EXTRATO DA PÁGINA:

======

Passeava por ali um rato gigante que ao que parece se chama ”capivara”. Boa gente também.

Uma palavra de agradecimento para os brasileiros que enchem aquela zona como turistas. Graças a eles, vi pela primeira vez nativos em Castelhano a tentarem usar o Português como forma de comunicação. E que bem que isso me soube. Só para variar…

Muito simpáticos os uruguaios. Fiquei com uma excelente impressão.

Regressei a Buenos Aires com a costa Oeste uruguaia no olhar. Foi bom passar por ali. E se tivesse mais tempo teria seguido para o Rio Grande do Sul, no Brasil. Fica sempre um nó por desatar.

Já a chegar ao caos argentino, vejo Fernando Nobre, o nosso camarada da AMI.

Pensava, erradamente, que estaria a fazer a travessia do deserto, quando afinal era no barrento Mar del Plata que trilhava o seu caminho.

Então e voltar? Claro que sim. Parece que na Punta del Este acontece o Algarve uruguaio e o Atlântico recupera o seu tom azul. Deve ser giro acompanhado com mate.
Uma caixinha de surpresas este pequeno Uruguai.

segunda-feira, 13 de maio de 2013

Buenos Aires




























Ora...por onde comecar a prosa? Talvez pela preparacão da viagem. Exagero, exagero e mais exagero.

======

MATERIAL FORNECIDO:
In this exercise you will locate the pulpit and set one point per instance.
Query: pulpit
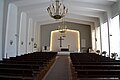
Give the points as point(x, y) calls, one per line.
point(64, 49)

======

OBJETIVO DA TAREFA:
Diga se cada afirmação está de acordo com o texto sobre o Uruguai, respondendo sim ou não e citando as palavras decisivas do texto.
1. Quem escreve voltou a Buenos Aires depois de passar pelo Uruguai.
2. Quem escreve seguiu viagem até ao Rio Grande do Sul.
3. Os uruguaios deixaram uma má impressão a quem escreve.
O material não tem qualquer relação com o texto sobre o Uruguai.

RESULTADO DA TAREFA:
1. Sim: «Regressei a Buenos Aires com a costa Oeste uruguaia no olhar.»
2. Não: «E se tivesse mais tempo teria seguido para o Rio Grande do Sul, no Brasil.»
3. Não: «Muito simpáticos os uruguaios. Fiquei com uma excelente impressão.»